(Entries provided)
* * * * * * *

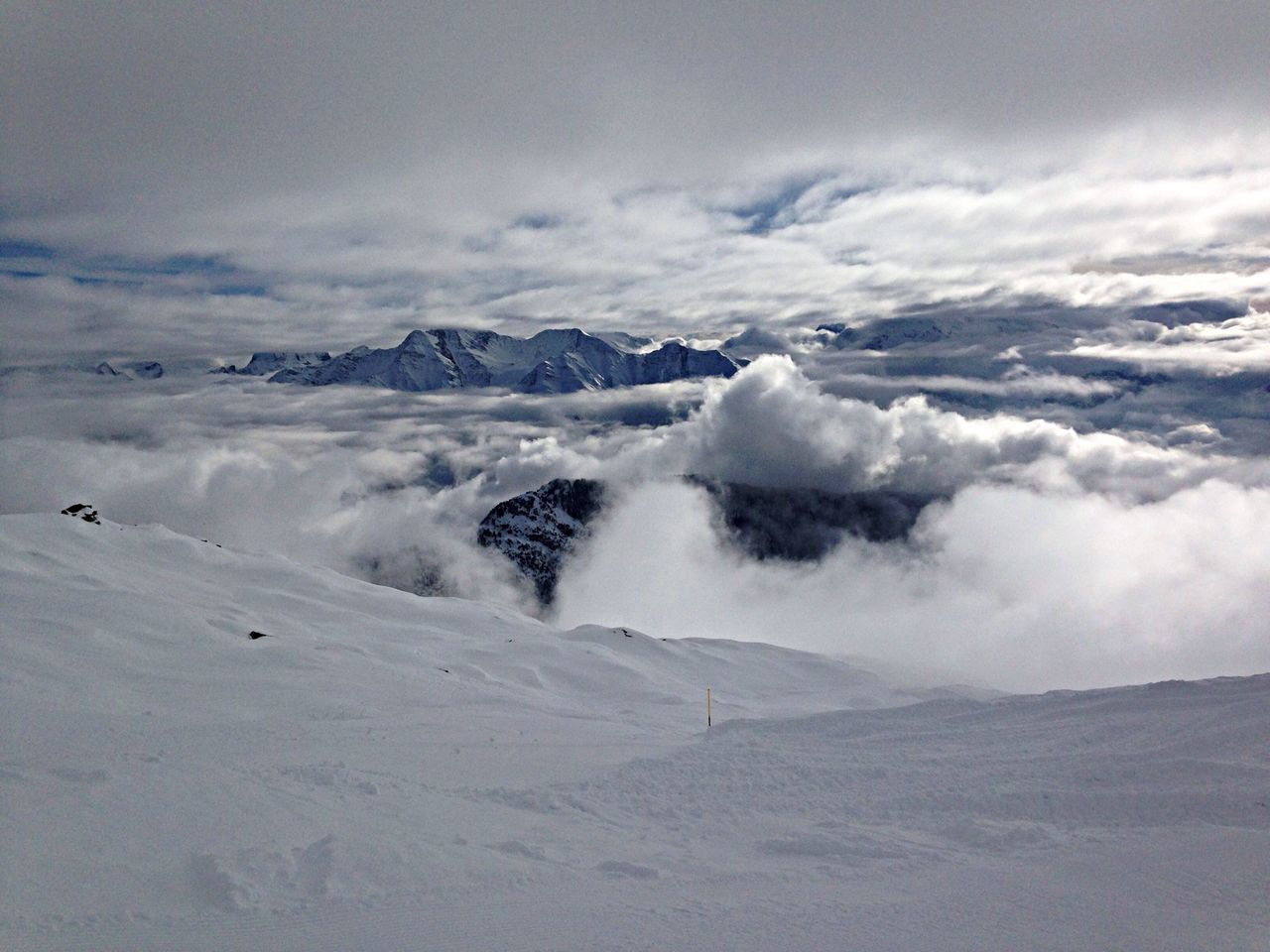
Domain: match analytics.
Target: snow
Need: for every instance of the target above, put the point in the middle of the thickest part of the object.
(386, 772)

* * * * * * *

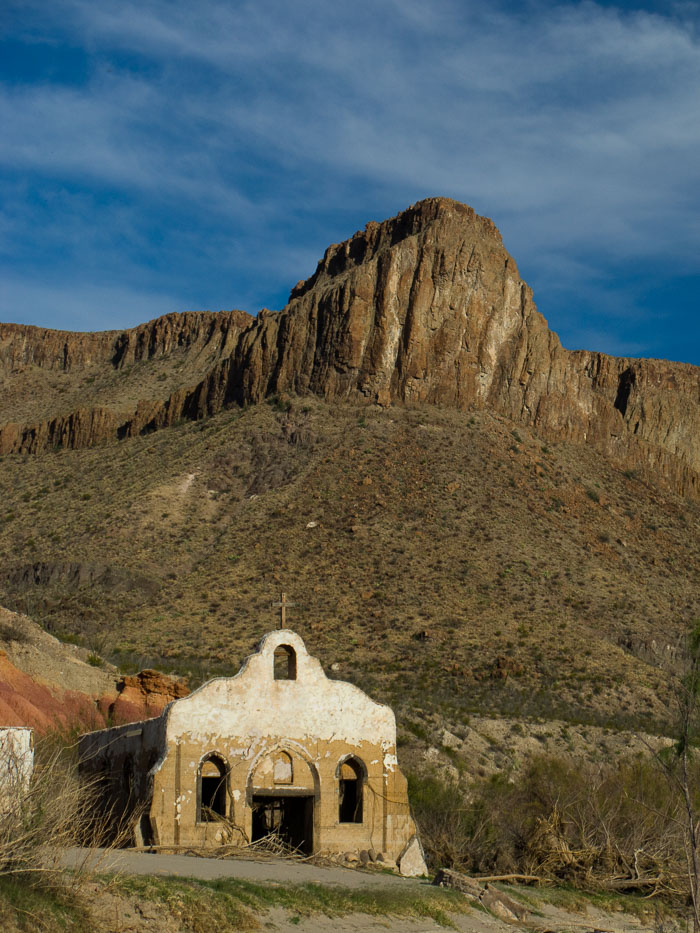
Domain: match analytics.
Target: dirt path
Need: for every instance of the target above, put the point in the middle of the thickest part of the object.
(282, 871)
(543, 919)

* * * * * * *

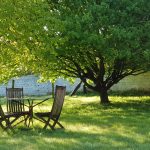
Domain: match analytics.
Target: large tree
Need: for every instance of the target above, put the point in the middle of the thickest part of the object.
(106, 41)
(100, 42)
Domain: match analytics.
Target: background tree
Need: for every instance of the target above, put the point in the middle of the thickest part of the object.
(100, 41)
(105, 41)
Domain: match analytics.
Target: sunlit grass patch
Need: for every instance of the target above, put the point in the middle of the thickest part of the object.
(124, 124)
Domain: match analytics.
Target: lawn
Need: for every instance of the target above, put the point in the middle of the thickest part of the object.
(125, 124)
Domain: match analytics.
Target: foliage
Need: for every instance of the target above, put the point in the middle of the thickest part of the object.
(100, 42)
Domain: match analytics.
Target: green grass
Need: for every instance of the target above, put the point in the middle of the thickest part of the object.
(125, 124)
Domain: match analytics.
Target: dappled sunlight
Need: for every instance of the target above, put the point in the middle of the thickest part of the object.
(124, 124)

* * * * * * *

(Problem to work on) What is the number of lines in the entries above that contain the word "tree"? Answer with that number only.

(Answer for this exercise) 2